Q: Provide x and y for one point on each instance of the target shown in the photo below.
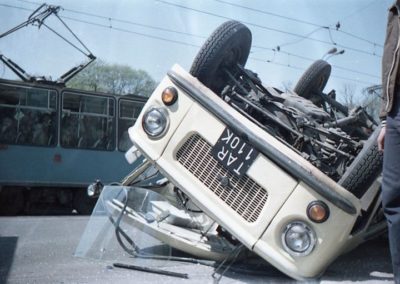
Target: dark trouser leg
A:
(391, 189)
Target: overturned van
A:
(241, 165)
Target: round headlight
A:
(155, 122)
(298, 239)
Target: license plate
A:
(233, 153)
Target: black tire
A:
(313, 81)
(365, 168)
(227, 46)
(12, 201)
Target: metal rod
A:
(151, 270)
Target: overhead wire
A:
(270, 28)
(329, 28)
(198, 46)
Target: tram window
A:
(128, 113)
(27, 116)
(88, 122)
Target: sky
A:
(287, 36)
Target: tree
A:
(113, 78)
(370, 99)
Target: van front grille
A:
(243, 194)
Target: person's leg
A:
(391, 189)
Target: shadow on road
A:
(8, 247)
(369, 261)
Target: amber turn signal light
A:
(169, 96)
(318, 211)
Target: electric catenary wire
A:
(198, 46)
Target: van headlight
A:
(298, 238)
(155, 122)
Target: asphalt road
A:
(41, 250)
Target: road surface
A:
(37, 249)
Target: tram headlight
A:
(155, 122)
(298, 238)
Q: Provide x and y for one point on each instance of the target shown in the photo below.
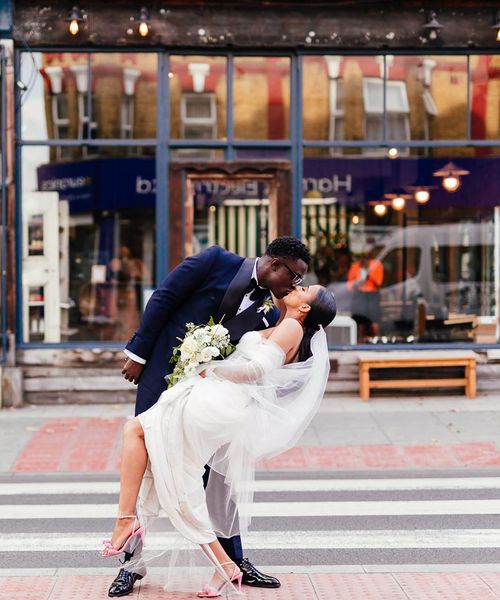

PROBLEM DETAILS: Without the pictures, return the entries exactly as they appear.

ANSWER BELOW:
Q: Provide x and y for one point on each instance of the target shown in the photo below.
Target: dark trouser leg
A:
(391, 189)
Target: overturned van
A:
(241, 165)
Target: round headlight
A:
(155, 122)
(298, 239)
Target: license plate
A:
(233, 153)
Target: black tire
A:
(313, 81)
(365, 168)
(227, 46)
(12, 201)
Target: metal rod
A:
(151, 270)
Target: overhead wire
A:
(270, 28)
(329, 28)
(198, 46)
Target: tram window
A:
(128, 113)
(27, 116)
(88, 122)
Target: sky
A:
(287, 36)
Target: tree
A:
(113, 78)
(370, 99)
Target: van front grille
A:
(243, 194)
Target: person's leg
A:
(391, 189)
Target: shadow on road
A:
(8, 247)
(369, 261)
Target: amber turn signal light
A:
(169, 96)
(318, 211)
Target: electric catenary wire
A:
(198, 46)
Target: van headlight
A:
(298, 238)
(155, 122)
Target: asphalt road
A:
(41, 250)
Target: road surface
A:
(37, 249)
Target: tram headlight
A:
(155, 122)
(298, 238)
Q: Provide x and y for one point on each instance of the target shown in the photo below.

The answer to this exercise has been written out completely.